→ Exercise instructions
Copy out every one of the lines below word for word, without changing anything.

-*-

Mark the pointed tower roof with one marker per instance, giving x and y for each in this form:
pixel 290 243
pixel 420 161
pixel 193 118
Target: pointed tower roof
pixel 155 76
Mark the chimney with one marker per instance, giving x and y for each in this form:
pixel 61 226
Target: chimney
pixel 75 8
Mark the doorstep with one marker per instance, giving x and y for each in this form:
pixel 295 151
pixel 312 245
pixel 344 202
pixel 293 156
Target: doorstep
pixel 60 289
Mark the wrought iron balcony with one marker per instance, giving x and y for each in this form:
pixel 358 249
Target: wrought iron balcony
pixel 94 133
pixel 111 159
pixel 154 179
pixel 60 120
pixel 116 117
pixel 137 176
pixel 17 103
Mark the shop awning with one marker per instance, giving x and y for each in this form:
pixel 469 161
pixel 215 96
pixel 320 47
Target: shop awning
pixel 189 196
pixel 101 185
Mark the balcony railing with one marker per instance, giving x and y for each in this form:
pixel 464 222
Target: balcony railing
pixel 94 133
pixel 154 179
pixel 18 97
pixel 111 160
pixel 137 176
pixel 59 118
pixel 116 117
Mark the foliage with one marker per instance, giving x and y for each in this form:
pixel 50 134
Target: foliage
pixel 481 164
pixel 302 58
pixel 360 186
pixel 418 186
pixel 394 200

-*-

→ In response
Mark the pointed tower roof with one marker per instance, giving x and y for each in this form:
pixel 290 243
pixel 420 161
pixel 193 118
Target: pointed tower roof
pixel 155 76
Mark the chimney with one marker per instance, giving x and y for each in this form:
pixel 61 226
Target: chimney
pixel 75 8
Mark the doorstep with one marker per instance, giving x and y for each in this form:
pixel 295 151
pixel 312 245
pixel 344 202
pixel 293 156
Target: doorstep
pixel 60 289
Mark the wrought iron balcony with one marker per instance, giving x and y for each in this form:
pixel 358 249
Target: wrought iron balcony
pixel 94 133
pixel 111 159
pixel 154 179
pixel 60 120
pixel 116 117
pixel 137 176
pixel 17 103
Mark the shop awning with one marker per instance, giving x and y for each in this form:
pixel 469 161
pixel 215 96
pixel 320 47
Target: shop awning
pixel 189 196
pixel 101 185
Mark the balcony railing with one marker per instance, giving x and y for each in this form:
pixel 464 222
Target: balcony railing
pixel 94 133
pixel 154 179
pixel 18 97
pixel 111 160
pixel 137 176
pixel 59 118
pixel 116 117
Mark the foliage with one marker per instance, giving x and y for each in this form:
pixel 50 134
Target: foliage
pixel 481 164
pixel 302 58
pixel 360 186
pixel 418 186
pixel 394 200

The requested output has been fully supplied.